DATA EXTRACT

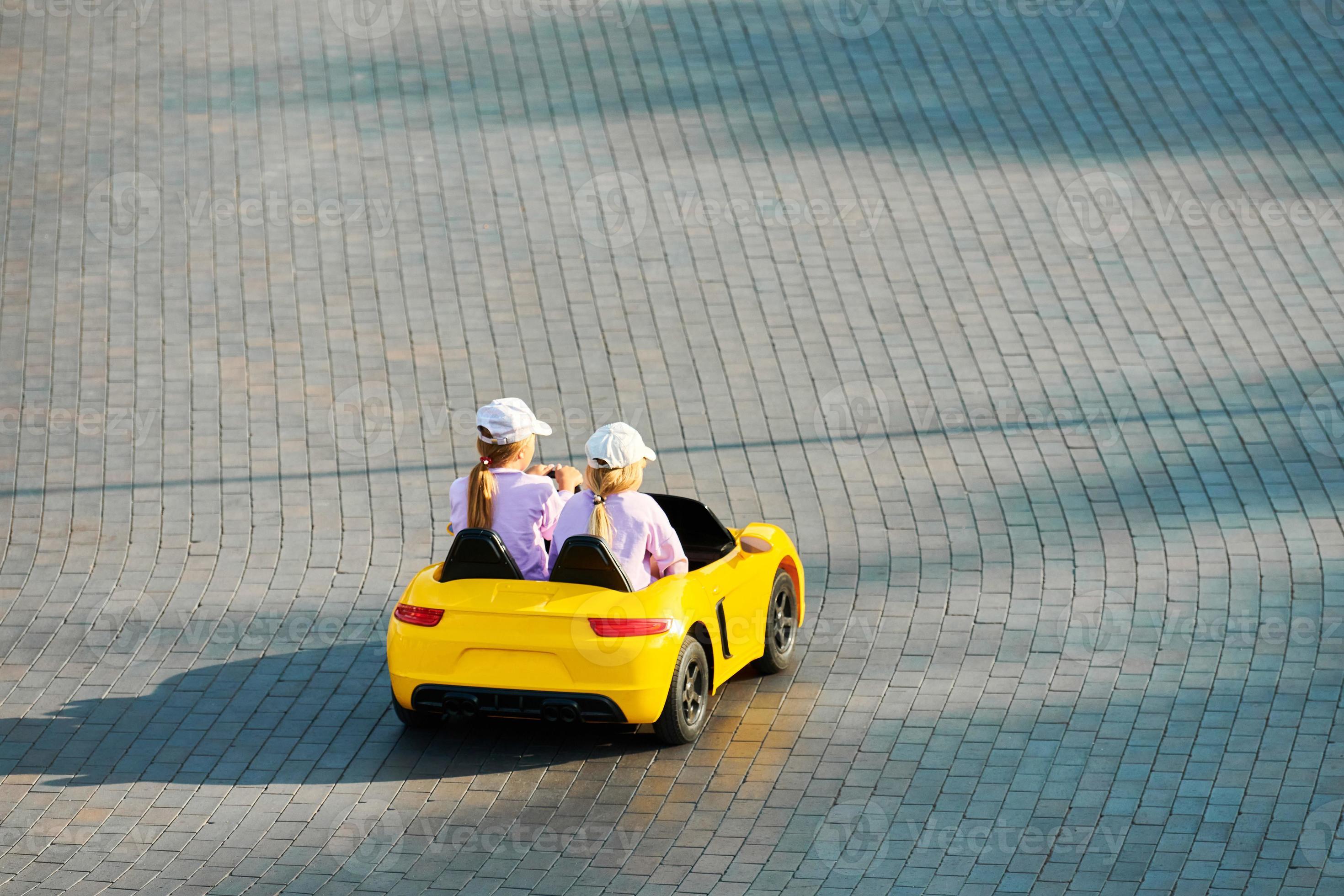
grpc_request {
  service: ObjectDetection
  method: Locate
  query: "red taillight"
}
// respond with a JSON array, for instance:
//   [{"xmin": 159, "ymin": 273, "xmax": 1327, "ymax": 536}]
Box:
[
  {"xmin": 392, "ymin": 603, "xmax": 443, "ymax": 626},
  {"xmin": 589, "ymin": 618, "xmax": 672, "ymax": 638}
]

WHAT YOU HAVE TO DO
Reproduce every entry with "taillight" renamed to "tail lamp", leaving all other text unchanged and omitting the pictures.

FULL RESPONSE
grpc_request {
  service: ObjectDetection
  method: Locate
  query: "red tail lamp"
}
// respond with a JSON array, for instance:
//   [{"xmin": 159, "ymin": 273, "xmax": 1327, "ymax": 536}]
Box:
[
  {"xmin": 392, "ymin": 603, "xmax": 443, "ymax": 626},
  {"xmin": 589, "ymin": 618, "xmax": 672, "ymax": 638}
]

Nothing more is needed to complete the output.